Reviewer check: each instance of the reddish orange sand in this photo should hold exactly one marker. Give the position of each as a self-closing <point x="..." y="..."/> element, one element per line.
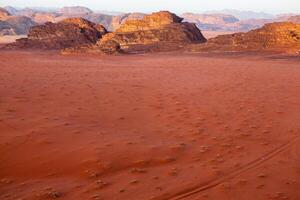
<point x="139" y="127"/>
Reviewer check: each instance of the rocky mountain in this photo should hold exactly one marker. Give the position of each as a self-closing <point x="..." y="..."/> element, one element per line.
<point x="71" y="32"/>
<point x="4" y="14"/>
<point x="279" y="36"/>
<point x="294" y="19"/>
<point x="14" y="25"/>
<point x="243" y="15"/>
<point x="11" y="10"/>
<point x="118" y="20"/>
<point x="158" y="31"/>
<point x="75" y="10"/>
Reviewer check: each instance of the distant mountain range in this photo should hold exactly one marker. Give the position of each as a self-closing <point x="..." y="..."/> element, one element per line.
<point x="224" y="20"/>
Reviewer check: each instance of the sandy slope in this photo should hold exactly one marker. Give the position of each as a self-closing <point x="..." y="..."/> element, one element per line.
<point x="158" y="126"/>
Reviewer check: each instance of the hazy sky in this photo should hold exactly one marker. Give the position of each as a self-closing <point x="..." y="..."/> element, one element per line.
<point x="271" y="6"/>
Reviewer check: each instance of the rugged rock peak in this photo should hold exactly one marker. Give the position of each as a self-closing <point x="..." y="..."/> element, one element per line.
<point x="209" y="18"/>
<point x="4" y="14"/>
<point x="80" y="22"/>
<point x="281" y="36"/>
<point x="153" y="21"/>
<point x="117" y="21"/>
<point x="64" y="34"/>
<point x="75" y="10"/>
<point x="85" y="24"/>
<point x="294" y="19"/>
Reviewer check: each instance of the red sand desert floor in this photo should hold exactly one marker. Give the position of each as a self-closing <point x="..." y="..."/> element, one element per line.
<point x="160" y="126"/>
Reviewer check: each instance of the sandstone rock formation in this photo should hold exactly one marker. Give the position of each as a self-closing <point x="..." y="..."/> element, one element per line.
<point x="4" y="14"/>
<point x="14" y="25"/>
<point x="157" y="28"/>
<point x="279" y="36"/>
<point x="67" y="33"/>
<point x="117" y="21"/>
<point x="101" y="47"/>
<point x="295" y="19"/>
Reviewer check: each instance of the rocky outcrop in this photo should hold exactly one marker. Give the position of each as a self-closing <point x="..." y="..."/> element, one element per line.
<point x="280" y="36"/>
<point x="75" y="10"/>
<point x="295" y="19"/>
<point x="210" y="22"/>
<point x="157" y="28"/>
<point x="117" y="21"/>
<point x="14" y="25"/>
<point x="101" y="48"/>
<point x="64" y="34"/>
<point x="4" y="14"/>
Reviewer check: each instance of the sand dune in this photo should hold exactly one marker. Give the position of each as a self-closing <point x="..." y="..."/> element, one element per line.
<point x="156" y="126"/>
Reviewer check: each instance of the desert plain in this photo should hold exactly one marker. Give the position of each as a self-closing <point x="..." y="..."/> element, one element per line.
<point x="158" y="126"/>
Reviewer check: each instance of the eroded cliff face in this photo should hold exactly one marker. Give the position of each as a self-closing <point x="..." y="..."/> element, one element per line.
<point x="279" y="36"/>
<point x="14" y="25"/>
<point x="158" y="28"/>
<point x="295" y="19"/>
<point x="161" y="31"/>
<point x="64" y="34"/>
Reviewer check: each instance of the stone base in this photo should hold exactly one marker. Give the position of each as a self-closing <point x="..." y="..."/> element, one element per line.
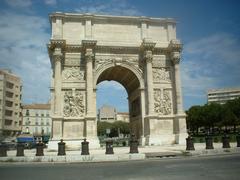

————————

WORK REQUIRED. Scale the lines from the one containing "Reviewer check: each instance of the rocky outcrop" through the end of the lines, both ends included, and reproduce every one of them in order. Multiply each x and y coordinate value by 0.95 and round it to a whole number, rounding halves up, and leave the pictures out.

REPLY.
Reviewer check: each instance of the rocky outcrop in this photo should hold exactly one marker. Give the position of each as a self-closing <point x="..." y="..."/> element, one element per line.
<point x="266" y="34"/>
<point x="71" y="10"/>
<point x="280" y="18"/>
<point x="200" y="21"/>
<point x="149" y="27"/>
<point x="111" y="20"/>
<point x="13" y="24"/>
<point x="96" y="46"/>
<point x="61" y="32"/>
<point x="4" y="13"/>
Reviewer check: each instance of the sand dune in this photo should hold exactly one marker. Give the position of each as a self-closing <point x="..." y="..."/> element, one element per line.
<point x="148" y="120"/>
Reviewer check: each instance of the desert plain in this photo should hold exactly one marker. Give the position of each as a self-closing <point x="..." y="..."/> element, one element per line.
<point x="150" y="120"/>
Reviewer check: each instance of the eroded cliff face in this photo should hold exactly one marker. Give the position of each as a self-closing <point x="..." y="..."/> element, one element per line.
<point x="265" y="34"/>
<point x="13" y="24"/>
<point x="150" y="27"/>
<point x="280" y="18"/>
<point x="153" y="29"/>
<point x="61" y="32"/>
Reviewer check: each instance of the stone base in this photo should hold exactly one marker. Give the position of each as a self-closing <point x="..." y="..."/> element, one element per line.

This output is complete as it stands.